[SUPPLIED MATERIAL]
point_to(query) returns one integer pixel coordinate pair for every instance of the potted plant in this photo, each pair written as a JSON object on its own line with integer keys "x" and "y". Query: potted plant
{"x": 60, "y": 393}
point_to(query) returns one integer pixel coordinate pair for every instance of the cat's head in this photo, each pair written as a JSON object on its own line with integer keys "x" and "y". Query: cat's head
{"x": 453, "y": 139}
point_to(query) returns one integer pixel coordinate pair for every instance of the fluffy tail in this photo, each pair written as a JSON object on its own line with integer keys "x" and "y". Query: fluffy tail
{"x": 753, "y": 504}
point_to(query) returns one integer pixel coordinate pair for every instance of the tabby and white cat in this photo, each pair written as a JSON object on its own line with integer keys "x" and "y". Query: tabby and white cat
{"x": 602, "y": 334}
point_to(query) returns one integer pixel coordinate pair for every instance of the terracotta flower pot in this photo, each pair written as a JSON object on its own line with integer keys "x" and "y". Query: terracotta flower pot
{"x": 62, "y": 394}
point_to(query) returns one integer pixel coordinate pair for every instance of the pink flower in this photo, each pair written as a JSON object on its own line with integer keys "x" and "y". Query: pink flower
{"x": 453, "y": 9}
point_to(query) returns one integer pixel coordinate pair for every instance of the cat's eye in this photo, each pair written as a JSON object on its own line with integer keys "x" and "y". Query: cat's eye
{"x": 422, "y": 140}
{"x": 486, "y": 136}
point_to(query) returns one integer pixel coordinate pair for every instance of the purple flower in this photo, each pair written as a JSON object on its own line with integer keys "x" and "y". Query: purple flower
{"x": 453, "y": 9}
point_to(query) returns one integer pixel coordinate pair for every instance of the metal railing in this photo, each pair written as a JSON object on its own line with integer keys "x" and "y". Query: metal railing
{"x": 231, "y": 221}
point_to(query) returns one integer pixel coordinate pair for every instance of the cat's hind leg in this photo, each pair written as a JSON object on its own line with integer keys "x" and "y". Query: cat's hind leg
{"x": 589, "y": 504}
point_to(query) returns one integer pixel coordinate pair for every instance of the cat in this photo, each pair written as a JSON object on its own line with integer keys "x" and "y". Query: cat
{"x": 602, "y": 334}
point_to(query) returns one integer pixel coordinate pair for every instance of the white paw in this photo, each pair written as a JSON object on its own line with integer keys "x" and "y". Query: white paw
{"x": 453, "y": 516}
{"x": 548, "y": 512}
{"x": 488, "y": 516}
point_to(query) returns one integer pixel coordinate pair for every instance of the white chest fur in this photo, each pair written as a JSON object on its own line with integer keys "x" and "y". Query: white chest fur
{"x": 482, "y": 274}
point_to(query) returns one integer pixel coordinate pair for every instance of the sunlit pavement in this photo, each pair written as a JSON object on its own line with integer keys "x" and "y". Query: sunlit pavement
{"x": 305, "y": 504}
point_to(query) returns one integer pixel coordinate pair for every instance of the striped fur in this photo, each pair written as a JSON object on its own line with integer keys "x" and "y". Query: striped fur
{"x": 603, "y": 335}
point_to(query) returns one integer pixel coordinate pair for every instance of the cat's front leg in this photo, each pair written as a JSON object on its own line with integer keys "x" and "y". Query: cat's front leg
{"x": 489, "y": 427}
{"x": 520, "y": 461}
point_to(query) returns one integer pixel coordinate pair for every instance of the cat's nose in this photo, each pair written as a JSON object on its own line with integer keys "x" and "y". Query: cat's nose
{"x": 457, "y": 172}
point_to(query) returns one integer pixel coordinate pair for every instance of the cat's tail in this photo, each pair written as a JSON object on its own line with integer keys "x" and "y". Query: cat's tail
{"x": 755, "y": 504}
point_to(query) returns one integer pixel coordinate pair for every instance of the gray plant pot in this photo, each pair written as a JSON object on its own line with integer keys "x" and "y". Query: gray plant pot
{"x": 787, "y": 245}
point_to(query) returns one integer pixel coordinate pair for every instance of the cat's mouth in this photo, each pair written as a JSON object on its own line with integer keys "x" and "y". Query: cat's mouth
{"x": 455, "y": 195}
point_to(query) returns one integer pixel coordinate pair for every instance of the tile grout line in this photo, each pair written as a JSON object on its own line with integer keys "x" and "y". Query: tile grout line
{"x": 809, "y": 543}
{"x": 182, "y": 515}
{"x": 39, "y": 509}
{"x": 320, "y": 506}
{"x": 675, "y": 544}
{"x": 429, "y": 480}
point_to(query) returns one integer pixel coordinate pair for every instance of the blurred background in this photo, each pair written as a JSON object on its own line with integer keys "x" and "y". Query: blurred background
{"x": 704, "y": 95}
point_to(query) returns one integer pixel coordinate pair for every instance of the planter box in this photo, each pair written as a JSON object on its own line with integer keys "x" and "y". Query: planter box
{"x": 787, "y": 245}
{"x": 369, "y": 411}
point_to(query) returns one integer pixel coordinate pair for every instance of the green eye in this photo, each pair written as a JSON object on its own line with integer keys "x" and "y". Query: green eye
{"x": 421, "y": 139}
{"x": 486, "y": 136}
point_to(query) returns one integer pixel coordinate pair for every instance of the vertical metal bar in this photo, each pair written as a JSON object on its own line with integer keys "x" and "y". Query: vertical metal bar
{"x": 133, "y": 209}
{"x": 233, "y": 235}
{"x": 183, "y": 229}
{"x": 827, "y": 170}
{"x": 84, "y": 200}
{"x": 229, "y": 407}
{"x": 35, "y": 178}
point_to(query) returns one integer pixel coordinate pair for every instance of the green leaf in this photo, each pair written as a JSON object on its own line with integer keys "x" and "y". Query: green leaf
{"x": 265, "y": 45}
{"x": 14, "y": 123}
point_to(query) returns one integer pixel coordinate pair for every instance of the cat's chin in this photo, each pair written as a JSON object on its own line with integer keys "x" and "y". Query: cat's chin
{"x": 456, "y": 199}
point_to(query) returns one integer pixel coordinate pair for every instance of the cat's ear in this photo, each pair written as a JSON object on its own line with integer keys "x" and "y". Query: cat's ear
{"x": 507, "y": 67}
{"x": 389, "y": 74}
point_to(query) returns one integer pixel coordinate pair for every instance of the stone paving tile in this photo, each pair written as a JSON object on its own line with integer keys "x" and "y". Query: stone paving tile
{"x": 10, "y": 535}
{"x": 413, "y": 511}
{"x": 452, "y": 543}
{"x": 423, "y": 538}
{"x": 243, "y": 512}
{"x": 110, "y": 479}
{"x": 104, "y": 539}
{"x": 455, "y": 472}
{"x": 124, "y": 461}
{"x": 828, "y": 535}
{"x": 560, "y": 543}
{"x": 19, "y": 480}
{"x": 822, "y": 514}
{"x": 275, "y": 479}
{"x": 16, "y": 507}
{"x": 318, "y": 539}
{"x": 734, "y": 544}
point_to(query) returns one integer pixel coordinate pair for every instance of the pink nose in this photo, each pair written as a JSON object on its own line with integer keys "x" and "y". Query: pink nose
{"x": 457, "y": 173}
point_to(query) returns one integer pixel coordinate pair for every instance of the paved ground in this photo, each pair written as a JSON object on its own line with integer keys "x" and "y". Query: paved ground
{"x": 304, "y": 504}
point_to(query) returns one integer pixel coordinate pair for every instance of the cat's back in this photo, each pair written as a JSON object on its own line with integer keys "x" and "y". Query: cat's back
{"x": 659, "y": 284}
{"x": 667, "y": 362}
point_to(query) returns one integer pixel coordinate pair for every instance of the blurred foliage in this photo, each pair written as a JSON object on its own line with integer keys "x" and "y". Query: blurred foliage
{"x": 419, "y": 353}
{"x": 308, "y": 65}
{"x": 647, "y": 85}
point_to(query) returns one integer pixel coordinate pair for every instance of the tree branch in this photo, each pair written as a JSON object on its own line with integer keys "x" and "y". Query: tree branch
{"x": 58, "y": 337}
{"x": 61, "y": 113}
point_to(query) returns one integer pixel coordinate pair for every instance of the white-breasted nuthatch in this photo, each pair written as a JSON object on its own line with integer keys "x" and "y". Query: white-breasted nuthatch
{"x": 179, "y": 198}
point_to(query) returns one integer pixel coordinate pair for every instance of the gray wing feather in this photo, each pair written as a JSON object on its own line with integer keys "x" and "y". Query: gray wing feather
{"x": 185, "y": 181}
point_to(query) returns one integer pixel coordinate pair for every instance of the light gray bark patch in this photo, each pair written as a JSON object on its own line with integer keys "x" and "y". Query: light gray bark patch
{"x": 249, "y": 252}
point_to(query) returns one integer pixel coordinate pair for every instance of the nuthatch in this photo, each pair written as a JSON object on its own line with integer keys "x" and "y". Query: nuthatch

[STATED PROBLEM] Only those lines running from the one containing "Query: white-breasted nuthatch" through the last line of the data above are to be copied, exactly, with both ends included.

[RESULT OF THIS TASK]
point_to(query) returns one integer pixel coordinate pair for every instance of the white-breasted nuthatch in this photo, each pair written as a JSON object on its own line with integer keys "x" and "y". Query: white-breasted nuthatch
{"x": 179, "y": 198}
point_to(query) returns one integer pixel coordinate pair for every instance of the gray wing feather in this photo, each pair written as a JSON object on its own line with integer keys "x" and "y". Query: gray wing feather
{"x": 185, "y": 181}
point_to(query) returns one integer pixel coordinate pair for every instance of the light gray bark patch in this photo, each pair written as a JSON object on its own line with integer keys "x" and "y". Query: light gray bark patch
{"x": 249, "y": 252}
point_to(query) returns one integer pixel coordinate pair for every instance of the nuthatch in this photo, each pair written as a JSON object on its own line with integer keys "x" and "y". Query: nuthatch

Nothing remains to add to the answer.